╭──
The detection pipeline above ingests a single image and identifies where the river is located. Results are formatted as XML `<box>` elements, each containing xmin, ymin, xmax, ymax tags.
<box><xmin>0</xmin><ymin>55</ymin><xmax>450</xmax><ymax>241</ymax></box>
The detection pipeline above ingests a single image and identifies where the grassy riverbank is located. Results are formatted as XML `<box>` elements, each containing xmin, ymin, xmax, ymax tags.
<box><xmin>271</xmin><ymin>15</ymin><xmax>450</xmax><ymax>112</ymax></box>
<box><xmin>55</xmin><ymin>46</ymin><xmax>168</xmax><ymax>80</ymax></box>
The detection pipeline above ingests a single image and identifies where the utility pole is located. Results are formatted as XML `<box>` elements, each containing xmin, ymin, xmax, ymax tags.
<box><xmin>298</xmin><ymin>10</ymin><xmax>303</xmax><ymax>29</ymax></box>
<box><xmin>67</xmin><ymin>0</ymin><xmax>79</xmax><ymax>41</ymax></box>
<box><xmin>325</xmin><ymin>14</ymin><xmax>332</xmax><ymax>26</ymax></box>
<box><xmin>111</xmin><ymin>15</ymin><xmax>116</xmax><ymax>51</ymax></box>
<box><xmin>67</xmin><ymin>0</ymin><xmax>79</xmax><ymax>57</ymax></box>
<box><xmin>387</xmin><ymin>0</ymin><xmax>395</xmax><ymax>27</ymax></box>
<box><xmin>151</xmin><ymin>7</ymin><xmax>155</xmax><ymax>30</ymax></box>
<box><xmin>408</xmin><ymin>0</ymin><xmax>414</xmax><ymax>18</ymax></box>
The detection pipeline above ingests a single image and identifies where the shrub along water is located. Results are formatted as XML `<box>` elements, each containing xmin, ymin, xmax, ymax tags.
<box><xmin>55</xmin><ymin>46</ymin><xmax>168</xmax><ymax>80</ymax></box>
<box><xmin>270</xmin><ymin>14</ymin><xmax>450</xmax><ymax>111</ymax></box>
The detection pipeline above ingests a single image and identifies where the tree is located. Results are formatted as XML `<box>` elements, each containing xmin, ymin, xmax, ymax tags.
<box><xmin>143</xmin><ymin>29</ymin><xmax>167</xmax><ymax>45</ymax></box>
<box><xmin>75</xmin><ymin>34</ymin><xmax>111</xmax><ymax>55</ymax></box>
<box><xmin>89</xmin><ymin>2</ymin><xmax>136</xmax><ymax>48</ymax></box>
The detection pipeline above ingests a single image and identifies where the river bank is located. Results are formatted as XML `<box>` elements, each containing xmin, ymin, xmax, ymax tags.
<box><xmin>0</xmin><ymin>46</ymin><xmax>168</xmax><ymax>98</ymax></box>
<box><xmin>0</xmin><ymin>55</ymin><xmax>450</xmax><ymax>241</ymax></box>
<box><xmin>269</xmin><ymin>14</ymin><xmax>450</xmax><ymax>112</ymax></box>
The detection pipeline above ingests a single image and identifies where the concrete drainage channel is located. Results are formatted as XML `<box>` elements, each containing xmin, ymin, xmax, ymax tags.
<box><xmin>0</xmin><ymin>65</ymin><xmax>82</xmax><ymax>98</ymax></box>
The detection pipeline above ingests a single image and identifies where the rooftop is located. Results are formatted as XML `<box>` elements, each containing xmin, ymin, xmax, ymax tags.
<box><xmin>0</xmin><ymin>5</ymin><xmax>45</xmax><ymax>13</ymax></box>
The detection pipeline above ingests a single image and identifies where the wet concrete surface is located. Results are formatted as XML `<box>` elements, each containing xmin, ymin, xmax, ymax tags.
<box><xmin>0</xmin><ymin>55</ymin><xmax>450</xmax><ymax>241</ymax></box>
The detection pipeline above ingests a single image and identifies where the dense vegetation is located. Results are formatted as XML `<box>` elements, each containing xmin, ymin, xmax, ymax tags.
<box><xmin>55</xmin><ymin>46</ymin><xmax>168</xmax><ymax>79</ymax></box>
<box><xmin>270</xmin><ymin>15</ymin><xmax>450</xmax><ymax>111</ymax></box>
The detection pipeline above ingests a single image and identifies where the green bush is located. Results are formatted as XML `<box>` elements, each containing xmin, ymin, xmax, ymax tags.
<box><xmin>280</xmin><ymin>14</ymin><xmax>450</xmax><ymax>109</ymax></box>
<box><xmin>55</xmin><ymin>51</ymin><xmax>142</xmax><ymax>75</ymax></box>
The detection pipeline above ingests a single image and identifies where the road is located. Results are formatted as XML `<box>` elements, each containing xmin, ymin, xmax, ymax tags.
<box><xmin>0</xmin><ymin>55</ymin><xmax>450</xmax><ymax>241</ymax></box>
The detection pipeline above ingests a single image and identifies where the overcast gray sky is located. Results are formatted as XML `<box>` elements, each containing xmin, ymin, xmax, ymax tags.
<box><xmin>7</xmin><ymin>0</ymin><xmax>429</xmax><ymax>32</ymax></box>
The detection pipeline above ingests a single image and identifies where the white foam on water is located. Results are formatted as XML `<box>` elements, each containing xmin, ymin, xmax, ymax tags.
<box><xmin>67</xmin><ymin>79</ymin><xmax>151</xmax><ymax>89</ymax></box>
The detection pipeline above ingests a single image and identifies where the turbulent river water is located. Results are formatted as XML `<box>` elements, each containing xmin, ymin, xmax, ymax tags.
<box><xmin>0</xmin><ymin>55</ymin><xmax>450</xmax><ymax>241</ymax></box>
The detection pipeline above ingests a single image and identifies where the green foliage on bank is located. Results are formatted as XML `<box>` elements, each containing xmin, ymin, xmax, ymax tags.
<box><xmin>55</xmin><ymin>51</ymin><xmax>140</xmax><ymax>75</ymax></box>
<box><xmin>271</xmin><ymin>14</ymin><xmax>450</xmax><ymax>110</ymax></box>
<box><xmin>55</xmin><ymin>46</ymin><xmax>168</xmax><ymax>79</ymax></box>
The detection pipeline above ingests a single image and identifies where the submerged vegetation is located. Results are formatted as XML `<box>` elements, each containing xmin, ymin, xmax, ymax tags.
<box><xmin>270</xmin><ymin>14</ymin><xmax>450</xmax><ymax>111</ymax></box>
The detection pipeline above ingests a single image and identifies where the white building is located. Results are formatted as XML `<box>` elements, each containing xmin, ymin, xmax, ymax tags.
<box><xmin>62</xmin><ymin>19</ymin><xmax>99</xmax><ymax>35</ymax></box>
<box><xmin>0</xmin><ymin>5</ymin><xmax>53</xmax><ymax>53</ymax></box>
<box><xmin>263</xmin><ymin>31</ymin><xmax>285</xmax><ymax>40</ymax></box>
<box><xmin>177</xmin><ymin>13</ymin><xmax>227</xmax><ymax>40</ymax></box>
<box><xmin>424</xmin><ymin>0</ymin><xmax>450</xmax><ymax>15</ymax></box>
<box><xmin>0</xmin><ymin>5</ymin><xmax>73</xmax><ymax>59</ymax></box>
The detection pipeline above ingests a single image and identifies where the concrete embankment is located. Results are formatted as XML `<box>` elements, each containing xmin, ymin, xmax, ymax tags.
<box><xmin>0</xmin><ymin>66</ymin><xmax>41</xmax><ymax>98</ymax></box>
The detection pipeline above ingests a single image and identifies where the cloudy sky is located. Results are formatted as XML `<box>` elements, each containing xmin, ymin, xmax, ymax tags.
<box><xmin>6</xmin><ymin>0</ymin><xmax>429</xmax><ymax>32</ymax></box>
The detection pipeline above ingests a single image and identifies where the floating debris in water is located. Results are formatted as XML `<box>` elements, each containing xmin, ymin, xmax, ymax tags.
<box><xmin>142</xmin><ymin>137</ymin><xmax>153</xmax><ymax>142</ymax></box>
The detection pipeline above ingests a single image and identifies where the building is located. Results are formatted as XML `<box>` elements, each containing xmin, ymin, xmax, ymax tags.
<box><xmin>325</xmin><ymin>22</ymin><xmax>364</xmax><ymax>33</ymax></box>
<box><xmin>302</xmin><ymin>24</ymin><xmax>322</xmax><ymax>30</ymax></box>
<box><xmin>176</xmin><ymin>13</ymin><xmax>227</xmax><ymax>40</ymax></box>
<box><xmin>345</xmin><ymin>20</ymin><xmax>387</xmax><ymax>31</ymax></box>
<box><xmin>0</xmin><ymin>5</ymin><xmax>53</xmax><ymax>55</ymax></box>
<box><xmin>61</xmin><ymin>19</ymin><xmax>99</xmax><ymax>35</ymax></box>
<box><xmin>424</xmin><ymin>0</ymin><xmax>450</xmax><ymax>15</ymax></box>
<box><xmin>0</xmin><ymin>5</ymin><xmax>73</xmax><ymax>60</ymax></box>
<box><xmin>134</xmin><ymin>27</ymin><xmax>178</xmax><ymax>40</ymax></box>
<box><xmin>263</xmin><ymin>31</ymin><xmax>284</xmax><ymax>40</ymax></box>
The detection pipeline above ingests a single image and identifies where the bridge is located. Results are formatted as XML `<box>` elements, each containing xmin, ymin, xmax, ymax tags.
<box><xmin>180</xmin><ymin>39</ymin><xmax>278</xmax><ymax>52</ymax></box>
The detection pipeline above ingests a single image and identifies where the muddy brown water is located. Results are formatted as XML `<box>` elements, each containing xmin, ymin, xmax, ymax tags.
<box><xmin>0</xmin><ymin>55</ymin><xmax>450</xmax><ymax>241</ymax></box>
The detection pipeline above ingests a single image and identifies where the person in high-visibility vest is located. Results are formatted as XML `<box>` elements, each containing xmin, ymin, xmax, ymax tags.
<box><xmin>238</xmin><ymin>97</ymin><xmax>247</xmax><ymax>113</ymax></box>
╰──
PROBLEM TO SOLVE: Reproduce verbatim the stretch of the records above from the line containing "where the building" through the end of the records, including both of those ends.

RESULT FOR THIS EXERCISE:
The detection pipeline above ingests a single image and identifies where the building is located. Results are formatted as XML `<box>` elements, each containing xmin, ymin, xmax, ymax tags.
<box><xmin>325</xmin><ymin>22</ymin><xmax>364</xmax><ymax>33</ymax></box>
<box><xmin>302</xmin><ymin>24</ymin><xmax>322</xmax><ymax>30</ymax></box>
<box><xmin>176</xmin><ymin>13</ymin><xmax>227</xmax><ymax>40</ymax></box>
<box><xmin>345</xmin><ymin>20</ymin><xmax>387</xmax><ymax>31</ymax></box>
<box><xmin>0</xmin><ymin>5</ymin><xmax>53</xmax><ymax>55</ymax></box>
<box><xmin>61</xmin><ymin>19</ymin><xmax>99</xmax><ymax>35</ymax></box>
<box><xmin>424</xmin><ymin>0</ymin><xmax>450</xmax><ymax>15</ymax></box>
<box><xmin>0</xmin><ymin>5</ymin><xmax>73</xmax><ymax>60</ymax></box>
<box><xmin>134</xmin><ymin>27</ymin><xmax>178</xmax><ymax>40</ymax></box>
<box><xmin>263</xmin><ymin>31</ymin><xmax>284</xmax><ymax>40</ymax></box>
The detection pipeline above ingests a single image and identifies where the bridge is located. Results are formatted as XML `<box>` elements, each containing xmin, ymin, xmax, ymax tags.
<box><xmin>180</xmin><ymin>39</ymin><xmax>278</xmax><ymax>52</ymax></box>
The detection pipeline above ingests a single image and identifies where the muddy brown water is located. Results are formatted as XML `<box>` elements, each containing xmin, ymin, xmax, ymax tags.
<box><xmin>0</xmin><ymin>55</ymin><xmax>450</xmax><ymax>241</ymax></box>
The detection pipeline above ingests a single image and identifies where the person in high-visibility vest is located. Results are formatted as XML `<box>` elements, each containing xmin, ymin, xmax, ymax tags.
<box><xmin>238</xmin><ymin>97</ymin><xmax>247</xmax><ymax>113</ymax></box>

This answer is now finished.